## Records for this exercise
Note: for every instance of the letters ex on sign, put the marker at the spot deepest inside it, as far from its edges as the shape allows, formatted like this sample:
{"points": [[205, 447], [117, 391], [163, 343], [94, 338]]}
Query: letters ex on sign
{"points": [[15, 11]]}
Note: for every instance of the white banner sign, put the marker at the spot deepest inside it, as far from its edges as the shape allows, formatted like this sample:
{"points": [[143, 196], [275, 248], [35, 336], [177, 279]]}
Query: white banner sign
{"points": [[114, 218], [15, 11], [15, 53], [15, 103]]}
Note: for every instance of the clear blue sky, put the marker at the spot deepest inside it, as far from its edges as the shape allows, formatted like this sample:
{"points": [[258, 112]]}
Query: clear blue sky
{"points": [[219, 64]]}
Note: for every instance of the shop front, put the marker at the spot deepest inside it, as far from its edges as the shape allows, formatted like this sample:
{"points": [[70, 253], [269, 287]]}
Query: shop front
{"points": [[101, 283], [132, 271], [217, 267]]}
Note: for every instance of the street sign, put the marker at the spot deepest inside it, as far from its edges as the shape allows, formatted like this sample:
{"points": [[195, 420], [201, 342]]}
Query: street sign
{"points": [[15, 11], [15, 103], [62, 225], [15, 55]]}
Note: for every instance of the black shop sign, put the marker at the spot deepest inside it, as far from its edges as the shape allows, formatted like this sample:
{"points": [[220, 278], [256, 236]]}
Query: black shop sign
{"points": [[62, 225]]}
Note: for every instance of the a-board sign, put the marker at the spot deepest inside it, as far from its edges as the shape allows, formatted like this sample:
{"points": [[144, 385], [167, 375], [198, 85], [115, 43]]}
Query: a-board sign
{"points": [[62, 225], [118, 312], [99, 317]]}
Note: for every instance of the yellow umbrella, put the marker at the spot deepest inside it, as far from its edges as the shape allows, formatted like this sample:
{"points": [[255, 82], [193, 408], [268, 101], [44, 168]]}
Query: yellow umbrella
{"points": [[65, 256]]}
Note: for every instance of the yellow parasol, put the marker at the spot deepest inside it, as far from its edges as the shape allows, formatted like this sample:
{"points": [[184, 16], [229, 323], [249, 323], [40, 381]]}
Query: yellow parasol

## Goal
Beginning with the line that contains "Note: for every instance of the street", quote each line exactly through the last line of the entries above, and nothing beyond them.

## Solution for this task
Note: for every instance of the street sign, put the marker at the spot deepest inside it, as far from its edges as the shape allows, formatted like this sample:
{"points": [[195, 420], [201, 342]]}
Query: street sign
{"points": [[15, 11], [15, 103], [62, 225], [15, 55]]}
Note: for every instance of the black shop sign, put the marker at the spot deepest inside it, as far from its edges as the shape allows, formatted like this sample:
{"points": [[220, 278], [256, 236]]}
Query: black shop sign
{"points": [[62, 225]]}
Note: for every instance of the a-board sign, put the marker at the spot deepest inside it, as far from its edges as the shape allows, formatted like this sample:
{"points": [[144, 385], [167, 375], [198, 85], [115, 43]]}
Query: a-board sign
{"points": [[62, 225], [118, 312], [99, 317]]}
Note: for every instance of the yellow umbrella, put the marker at the spot deepest inside it, as far from its edges as the shape allows, formatted like this sample:
{"points": [[255, 82], [193, 408], [268, 101], [44, 168]]}
Query: yellow umbrella
{"points": [[65, 256]]}
Note: for every instance of the yellow parasol, put the marker at the spot deepest inside it, as far from its edges as the shape allows, formatted like this sample:
{"points": [[184, 16], [229, 323], [249, 323], [40, 381]]}
Query: yellow parasol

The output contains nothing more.